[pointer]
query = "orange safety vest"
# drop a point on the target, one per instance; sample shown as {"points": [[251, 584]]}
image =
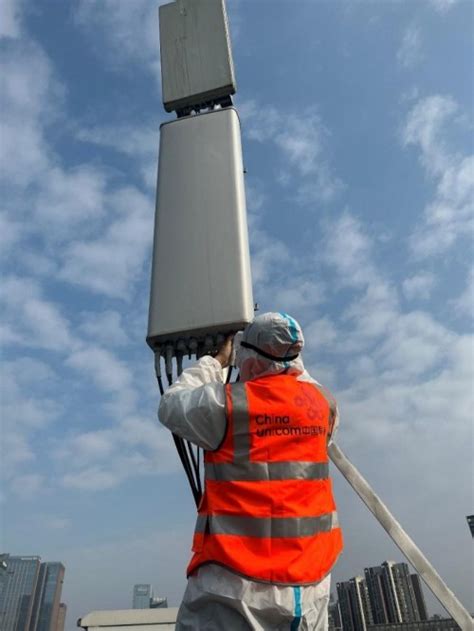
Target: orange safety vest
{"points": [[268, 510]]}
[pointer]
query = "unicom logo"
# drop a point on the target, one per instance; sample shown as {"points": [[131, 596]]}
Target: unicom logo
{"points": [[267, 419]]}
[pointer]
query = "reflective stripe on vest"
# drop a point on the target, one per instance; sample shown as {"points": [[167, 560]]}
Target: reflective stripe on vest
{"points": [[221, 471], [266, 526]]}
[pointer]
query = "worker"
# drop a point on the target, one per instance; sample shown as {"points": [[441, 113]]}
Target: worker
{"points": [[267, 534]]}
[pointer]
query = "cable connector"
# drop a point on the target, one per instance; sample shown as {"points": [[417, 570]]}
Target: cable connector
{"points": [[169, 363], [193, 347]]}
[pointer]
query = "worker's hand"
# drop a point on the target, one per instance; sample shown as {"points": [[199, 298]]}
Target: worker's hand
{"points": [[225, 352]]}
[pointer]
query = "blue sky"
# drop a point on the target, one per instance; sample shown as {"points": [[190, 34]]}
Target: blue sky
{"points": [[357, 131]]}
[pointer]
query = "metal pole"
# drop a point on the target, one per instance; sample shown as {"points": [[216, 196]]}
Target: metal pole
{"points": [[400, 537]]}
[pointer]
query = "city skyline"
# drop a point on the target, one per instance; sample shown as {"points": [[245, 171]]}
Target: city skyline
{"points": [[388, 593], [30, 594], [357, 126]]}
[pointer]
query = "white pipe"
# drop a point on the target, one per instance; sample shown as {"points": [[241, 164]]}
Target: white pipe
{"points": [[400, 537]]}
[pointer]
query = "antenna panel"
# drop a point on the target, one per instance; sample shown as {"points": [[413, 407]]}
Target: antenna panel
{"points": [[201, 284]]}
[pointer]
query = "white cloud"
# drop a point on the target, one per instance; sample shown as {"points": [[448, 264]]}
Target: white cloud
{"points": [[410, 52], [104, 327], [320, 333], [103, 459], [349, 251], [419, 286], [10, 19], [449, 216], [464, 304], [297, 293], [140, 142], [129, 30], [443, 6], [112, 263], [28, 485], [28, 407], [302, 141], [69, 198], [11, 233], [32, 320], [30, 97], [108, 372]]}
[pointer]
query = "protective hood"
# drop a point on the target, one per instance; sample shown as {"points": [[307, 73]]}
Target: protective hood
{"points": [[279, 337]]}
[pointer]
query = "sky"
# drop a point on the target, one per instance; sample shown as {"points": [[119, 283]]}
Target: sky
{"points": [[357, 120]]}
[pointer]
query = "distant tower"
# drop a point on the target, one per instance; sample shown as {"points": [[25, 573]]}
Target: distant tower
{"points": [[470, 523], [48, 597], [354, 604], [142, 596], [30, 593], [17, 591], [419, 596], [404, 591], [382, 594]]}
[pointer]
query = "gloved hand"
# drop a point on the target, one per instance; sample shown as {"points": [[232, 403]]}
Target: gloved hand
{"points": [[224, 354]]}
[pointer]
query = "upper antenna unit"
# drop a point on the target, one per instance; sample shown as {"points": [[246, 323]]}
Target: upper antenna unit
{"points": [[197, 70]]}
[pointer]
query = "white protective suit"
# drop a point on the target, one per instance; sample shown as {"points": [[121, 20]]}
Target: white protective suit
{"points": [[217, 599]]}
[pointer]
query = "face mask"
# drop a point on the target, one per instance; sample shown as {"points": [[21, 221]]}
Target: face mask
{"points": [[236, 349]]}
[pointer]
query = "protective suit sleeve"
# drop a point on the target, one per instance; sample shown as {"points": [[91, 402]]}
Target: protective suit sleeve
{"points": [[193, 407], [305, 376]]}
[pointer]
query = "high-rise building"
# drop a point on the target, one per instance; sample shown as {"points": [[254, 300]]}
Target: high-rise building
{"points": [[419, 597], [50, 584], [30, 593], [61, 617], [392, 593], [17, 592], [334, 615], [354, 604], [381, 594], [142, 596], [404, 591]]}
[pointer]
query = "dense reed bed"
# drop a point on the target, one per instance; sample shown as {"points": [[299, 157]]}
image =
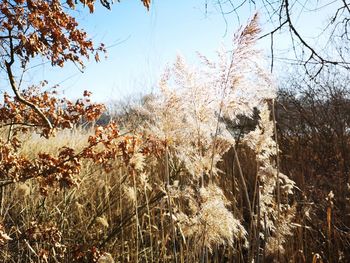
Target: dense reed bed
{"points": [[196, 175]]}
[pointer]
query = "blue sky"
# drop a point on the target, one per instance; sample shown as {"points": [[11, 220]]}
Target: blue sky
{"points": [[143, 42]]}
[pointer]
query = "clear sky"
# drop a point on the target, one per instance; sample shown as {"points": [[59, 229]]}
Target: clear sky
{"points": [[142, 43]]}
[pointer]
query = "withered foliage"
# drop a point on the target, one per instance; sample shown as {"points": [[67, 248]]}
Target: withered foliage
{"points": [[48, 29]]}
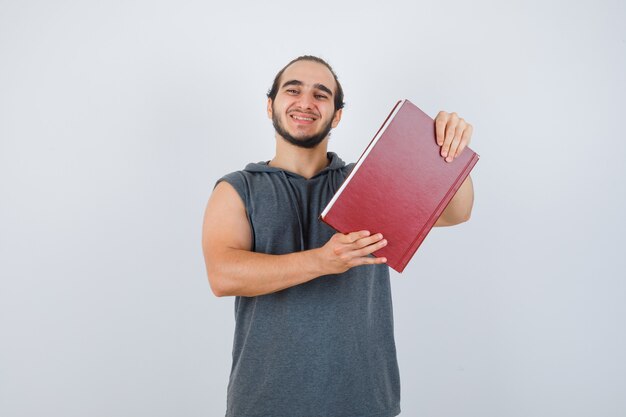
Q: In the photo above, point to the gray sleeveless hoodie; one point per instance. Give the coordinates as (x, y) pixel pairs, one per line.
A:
▬▬▬▬▬▬
* **Instructions for the task**
Only the lines from the one containing "Q: In the photo" to the end of the data should be printed, exactly as they stand.

* **Exercise answer**
Q: In the photo above, point to the gray sleeveless hoodie; one point per instance. Give the coordinates as (x, y) pixel pairs, one per line.
A:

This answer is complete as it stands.